▶ Listed entries:
"""

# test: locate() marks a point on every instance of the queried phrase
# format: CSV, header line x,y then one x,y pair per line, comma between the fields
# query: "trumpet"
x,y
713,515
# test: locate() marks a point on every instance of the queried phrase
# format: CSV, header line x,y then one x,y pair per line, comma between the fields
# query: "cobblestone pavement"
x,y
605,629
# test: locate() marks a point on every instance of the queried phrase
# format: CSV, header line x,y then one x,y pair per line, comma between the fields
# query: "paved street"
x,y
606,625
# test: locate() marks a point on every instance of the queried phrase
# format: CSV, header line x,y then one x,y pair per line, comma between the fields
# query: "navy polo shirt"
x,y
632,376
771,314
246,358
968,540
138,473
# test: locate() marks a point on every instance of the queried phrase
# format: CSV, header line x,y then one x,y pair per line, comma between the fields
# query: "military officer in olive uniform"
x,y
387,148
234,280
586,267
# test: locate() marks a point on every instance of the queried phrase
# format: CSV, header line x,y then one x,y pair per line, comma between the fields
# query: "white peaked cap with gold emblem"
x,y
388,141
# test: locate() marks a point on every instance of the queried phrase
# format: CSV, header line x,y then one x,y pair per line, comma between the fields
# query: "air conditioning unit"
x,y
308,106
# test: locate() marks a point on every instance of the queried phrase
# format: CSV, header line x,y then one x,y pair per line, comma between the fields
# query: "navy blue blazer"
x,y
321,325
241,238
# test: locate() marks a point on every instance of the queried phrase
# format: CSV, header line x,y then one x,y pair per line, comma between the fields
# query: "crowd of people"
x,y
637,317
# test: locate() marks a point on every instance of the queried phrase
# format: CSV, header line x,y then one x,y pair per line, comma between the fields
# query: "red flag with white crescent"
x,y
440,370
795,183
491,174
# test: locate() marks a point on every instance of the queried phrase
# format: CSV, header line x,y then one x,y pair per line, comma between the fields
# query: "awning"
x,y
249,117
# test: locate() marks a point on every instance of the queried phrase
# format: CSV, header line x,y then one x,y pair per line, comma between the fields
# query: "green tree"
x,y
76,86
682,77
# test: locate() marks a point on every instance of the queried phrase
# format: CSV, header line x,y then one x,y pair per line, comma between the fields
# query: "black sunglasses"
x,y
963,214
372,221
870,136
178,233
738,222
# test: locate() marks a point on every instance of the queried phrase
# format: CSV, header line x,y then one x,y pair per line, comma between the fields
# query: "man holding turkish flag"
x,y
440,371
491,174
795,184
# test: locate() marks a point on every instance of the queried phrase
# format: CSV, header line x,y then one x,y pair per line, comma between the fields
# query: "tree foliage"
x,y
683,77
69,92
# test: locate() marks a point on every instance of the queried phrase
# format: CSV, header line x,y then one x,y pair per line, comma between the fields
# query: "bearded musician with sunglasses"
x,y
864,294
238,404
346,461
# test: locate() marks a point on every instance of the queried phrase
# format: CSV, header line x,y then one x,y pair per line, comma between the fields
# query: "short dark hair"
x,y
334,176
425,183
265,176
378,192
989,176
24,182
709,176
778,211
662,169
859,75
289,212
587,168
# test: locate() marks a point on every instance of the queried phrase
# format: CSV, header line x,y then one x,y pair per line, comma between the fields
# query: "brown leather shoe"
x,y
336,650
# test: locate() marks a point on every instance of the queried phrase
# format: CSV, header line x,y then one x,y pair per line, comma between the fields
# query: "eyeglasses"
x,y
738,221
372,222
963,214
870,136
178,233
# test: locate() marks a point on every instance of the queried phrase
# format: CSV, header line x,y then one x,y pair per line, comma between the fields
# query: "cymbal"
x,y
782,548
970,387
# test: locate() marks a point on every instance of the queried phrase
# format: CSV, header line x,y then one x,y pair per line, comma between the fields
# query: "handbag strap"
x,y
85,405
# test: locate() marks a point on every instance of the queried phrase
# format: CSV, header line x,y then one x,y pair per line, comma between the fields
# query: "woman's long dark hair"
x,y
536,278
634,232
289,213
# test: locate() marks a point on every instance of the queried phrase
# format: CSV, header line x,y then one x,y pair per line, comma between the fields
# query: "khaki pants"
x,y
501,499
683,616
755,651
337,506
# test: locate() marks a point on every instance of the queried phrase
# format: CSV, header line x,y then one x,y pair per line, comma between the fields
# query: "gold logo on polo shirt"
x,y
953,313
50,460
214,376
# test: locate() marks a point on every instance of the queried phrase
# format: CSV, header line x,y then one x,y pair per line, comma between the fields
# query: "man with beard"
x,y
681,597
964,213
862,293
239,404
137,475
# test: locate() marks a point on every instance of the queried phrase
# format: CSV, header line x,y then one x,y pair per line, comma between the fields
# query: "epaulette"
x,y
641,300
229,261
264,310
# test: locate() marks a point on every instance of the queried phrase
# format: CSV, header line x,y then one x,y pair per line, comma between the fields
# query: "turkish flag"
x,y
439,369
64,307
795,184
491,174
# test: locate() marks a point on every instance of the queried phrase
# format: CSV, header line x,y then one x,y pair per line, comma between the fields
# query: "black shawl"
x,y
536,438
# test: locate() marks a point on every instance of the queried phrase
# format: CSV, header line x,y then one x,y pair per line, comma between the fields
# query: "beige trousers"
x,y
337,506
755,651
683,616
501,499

"""

▶ Challenge:
Write out every line of the records exactly.

▶ Answer:
# test: locate() marks a point on every instance of the queried phrase
# format: CSV, header line x,y then one x,y pair per line, comma between the fields
# query: "trumpet"
x,y
713,515
# test: locate() marks a point on every instance of the queried phrase
# format: CSV, header line x,y then one x,y pair per line, comma between the fields
# query: "cobblestone pavement"
x,y
605,629
# test: locate() marks a point on every instance of the queried phrase
# format: CSV, header line x,y then one x,y pair per line, comma between the fields
# query: "paved street"
x,y
606,625
# test: locate() marks a point on every instance of the queried phrase
# format: CSV, header line x,y then one x,y pair per line, comma between the fields
# query: "navy polo shirt"
x,y
632,376
771,314
246,358
968,540
138,473
# test: locate() marks a point on every instance of the queried phrase
# format: CSV, header line x,y then one x,y pair per line, comma between the fields
# query: "military officer in olive uniform"
x,y
387,148
234,280
586,267
# test: locate() marks a point on every instance of the queried phrase
# format: CSV, header line x,y then one x,y pair per line, comma between the fields
# query: "white peaked cap with gold emblem"
x,y
388,141
# test: locate() marks a point on every instance of the queried phrase
# format: CSV, header line x,y then one x,y pair per line, comma between the fields
# query: "air conditioning unit"
x,y
308,106
# test: locate() marks a point on every instance of the queried phrase
# format: CSV, header line x,y then one x,y pair per line, comma between the fields
# query: "navy blue blazer"
x,y
321,325
241,238
# test: locate() marks a point on every instance of the queried phrase
# format: CSV, header line x,y then one x,y pair per line, comma between the fields
# query: "crowd of people"
x,y
637,317
# test: locate() marks a point on every instance of the queried phrase
# format: CSV, header line x,y then one x,y pair per line, comma between the fields
# query: "red flag with white crescent"
x,y
440,370
795,183
491,174
# test: locate() marks a point on every instance of the queried phrase
# format: CSV, header line x,y then one x,y pair per line, comma between the fields
# query: "awning"
x,y
249,117
# test: locate() marks a point on every instance of the queried phrase
# format: CSV, header line x,y then one x,y pair per line, comma between the fields
# query: "green tree"
x,y
76,86
682,77
# test: locate() marks a point on every instance of the queried phrase
# format: CSV, header line x,y then one x,y pair per line, comma between the fields
# query: "black sunglasses"
x,y
963,214
372,221
870,136
178,233
738,222
# test: locate() marks a point on every instance of the queried phrase
# format: CSV, header line x,y then one x,y pair per line, comma between the fields
# query: "man holding turkish flag"
x,y
440,371
491,174
795,184
# test: locate() marks a point on every instance of the queried phrase
# format: CSV, header line x,y then one x,y pair per line, comma between the fields
# query: "tree foliage"
x,y
683,77
69,92
# test: locate() marks a point on every instance of the queried phrase
# format: CSV, header line x,y then one x,y pair per line, comma between the fields
# query: "bearded musician with sunglasses"
x,y
864,294
238,404
346,461
# test: locate() marks a point on every instance of the queried phrase
# format: CSV, header line x,y then one x,y pair per line, comma between the fields
# query: "short dark hair"
x,y
334,176
425,183
265,176
378,192
989,176
24,182
709,176
778,211
662,169
859,75
289,212
587,168
# test: locate() marks a point on every instance of the queried phrase
# format: CSV, header line x,y then one x,y pair per line, comma between the fields
# query: "brown leather shoe"
x,y
336,650
# test: locate() marks a point on every instance of the queried phrase
# format: CSV, header line x,y then one x,y pair per line, comma between the fields
# query: "eyeglasses"
x,y
738,221
372,222
963,214
870,136
178,233
# test: locate() marks a point on every instance of the queried phrase
# format: CSV, header line x,y then one x,y pair per line, comma between the fields
# query: "cymbal"
x,y
782,548
970,387
# test: locate() marks a point on every instance of the queried phrase
# format: CSV, header line x,y then one x,y pair per line, comma between the fields
# query: "handbag strap"
x,y
85,405
# test: locate() marks a point on every instance of the queried phrase
# format: CSV, header line x,y then one x,y pair per line, comma between the fields
# query: "woman's long dark hair"
x,y
536,278
634,232
289,213
# test: locate() marks a point on every instance of the queried phrase
# format: CSV, header line x,y then one x,y pair per line, comma between the fields
# query: "khaki pants"
x,y
501,499
683,616
755,651
337,506
# test: locate() marks a point on every instance of the queried phrase
# format: CSV, header line x,y then one x,y pair per line, comma between the fields
# query: "gold logo on polo shirt"
x,y
953,313
50,460
214,376
# test: locate() marks a point on every instance of the queried phrase
# format: CSV, header line x,y then one x,y pair per line, comma between the fields
# query: "man with beard"
x,y
681,597
964,213
862,293
239,404
137,475
# test: locate() marks a point on every instance of the queried phrase
# format: CSV, header line x,y then one x,y pair per line, comma between the fields
# query: "epaulette"
x,y
641,300
229,261
264,310
# test: locate() marks a point on every instance of the queried phrase
# format: CSV, header line x,y then one x,y pair per line, comma between the fields
# query: "turkish flag"
x,y
439,369
64,307
795,184
491,174
# test: locate() marks a point on every instance of the queried phrase
# format: CSV, header line x,y then one x,y pair per line, comma between the fields
# query: "black shawl"
x,y
536,438
# test: locate() marks a point on every instance of the queried phrase
# format: CSV, header line x,y then one x,y pair per line, comma between the fields
# query: "beige trousers"
x,y
337,506
755,651
683,616
501,499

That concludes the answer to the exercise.